Set problem A. Echo the passage of the PyTorch batch normalization post between "self.momentum = momentum" and "U = uniform.Uniform(torch.tensor([0.0]), torch.tensor([1.0]))", inclusive.

— Begin Page excerpt —

I’m trying to implement batch normalization in pytorch and apply it into VGG16 network. Here’s my batchnorm below.
class BatchNorm(nn.Module):
def __init__(self, input, mode, momentum=0.9, epsilon=1e-05):
'''
input: assume 4D input (mini_batch_size, # channel, w, h)
momentum: momentum for exponential average
'''
super(BatchNorm, self).__init__()
#self.run_mode = run_mode
#self.input_shape = input.shape
self.device = torch.device("cuda" if torch.cuda.is_available() else "cpu")
self.momentum = momentum
self.run_mode = 0 # 0: training, 1: testing
self.insize = input
self.epsilon = epsilon
# initialize weight(gamma), bias(beta), running mean and variance
U = uniform.Uniform(torch.tensor([0.0]), torch.tensor([1.0]))
self.weight = nn.Parameter(U.sample(torch.Size([self.insize])).view(self.insize)) ## TODO
self.bias = nn.Parameter(torch.zeros(self.insize)) ## TODO
self.running_mean = torch.zeros(self.insize)
self.running_var = torch.ones(self.insize)
# def set_runmode(self, run_mode):
# self.run_mode = run_mode
def forward(self, input, mode):
if mode == 0:
mean = input.mean([0,2,3]) # along channel axis
var = input.var([0,2,3])
# update running mean and var
running_mean_current = self.momentum * self.running_mean
running_mean_current = running_mean_current.to(self.device)

— End Page excerpt —

Set problem B. Duplicate the listing below, from its first line through the line holding "point(432, 432)", inclusive.

— Begin Record set —

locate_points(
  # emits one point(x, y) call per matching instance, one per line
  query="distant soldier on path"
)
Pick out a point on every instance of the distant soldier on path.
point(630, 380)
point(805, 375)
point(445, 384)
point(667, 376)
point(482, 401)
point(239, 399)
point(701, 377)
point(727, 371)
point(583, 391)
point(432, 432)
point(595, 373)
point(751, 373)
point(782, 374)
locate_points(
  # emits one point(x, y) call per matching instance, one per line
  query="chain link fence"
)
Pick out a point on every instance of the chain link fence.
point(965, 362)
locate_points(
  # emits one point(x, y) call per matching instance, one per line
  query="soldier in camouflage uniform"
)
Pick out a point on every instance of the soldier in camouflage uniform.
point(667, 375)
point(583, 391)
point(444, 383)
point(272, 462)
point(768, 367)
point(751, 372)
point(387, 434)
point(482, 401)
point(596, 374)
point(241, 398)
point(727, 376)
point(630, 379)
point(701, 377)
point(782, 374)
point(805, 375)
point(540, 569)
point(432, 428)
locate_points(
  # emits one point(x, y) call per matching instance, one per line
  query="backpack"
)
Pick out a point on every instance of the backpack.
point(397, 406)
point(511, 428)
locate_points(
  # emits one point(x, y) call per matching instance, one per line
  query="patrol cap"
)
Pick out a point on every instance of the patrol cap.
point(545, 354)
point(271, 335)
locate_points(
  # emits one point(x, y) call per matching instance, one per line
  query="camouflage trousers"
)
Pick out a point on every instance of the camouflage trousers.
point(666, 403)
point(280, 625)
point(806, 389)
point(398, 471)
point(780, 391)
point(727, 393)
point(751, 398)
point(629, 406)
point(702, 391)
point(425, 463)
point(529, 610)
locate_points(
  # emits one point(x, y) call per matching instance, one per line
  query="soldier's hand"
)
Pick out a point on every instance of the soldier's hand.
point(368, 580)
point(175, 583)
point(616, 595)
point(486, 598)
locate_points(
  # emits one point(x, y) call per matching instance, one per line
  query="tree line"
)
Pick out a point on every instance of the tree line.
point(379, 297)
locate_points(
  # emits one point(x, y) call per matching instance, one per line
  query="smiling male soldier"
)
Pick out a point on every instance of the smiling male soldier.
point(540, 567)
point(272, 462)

— End Record set —

Reply A.
self.momentum = momentum
self.run_mode = 0 # 0: training, 1: testing
self.insize = input
self.epsilon = epsilon
# initialize weight(gamma), bias(beta), running mean and variance
U = uniform.Uniform(torch.tensor([0.0]), torch.tensor([1.0]))

Reply B.
locate_points(
  # emits one point(x, y) call per matching instance, one per line
  query="distant soldier on path"
)
Pick out a point on every instance of the distant soldier on path.
point(630, 380)
point(805, 375)
point(445, 384)
point(667, 376)
point(482, 401)
point(239, 399)
point(701, 377)
point(727, 371)
point(583, 391)
point(432, 432)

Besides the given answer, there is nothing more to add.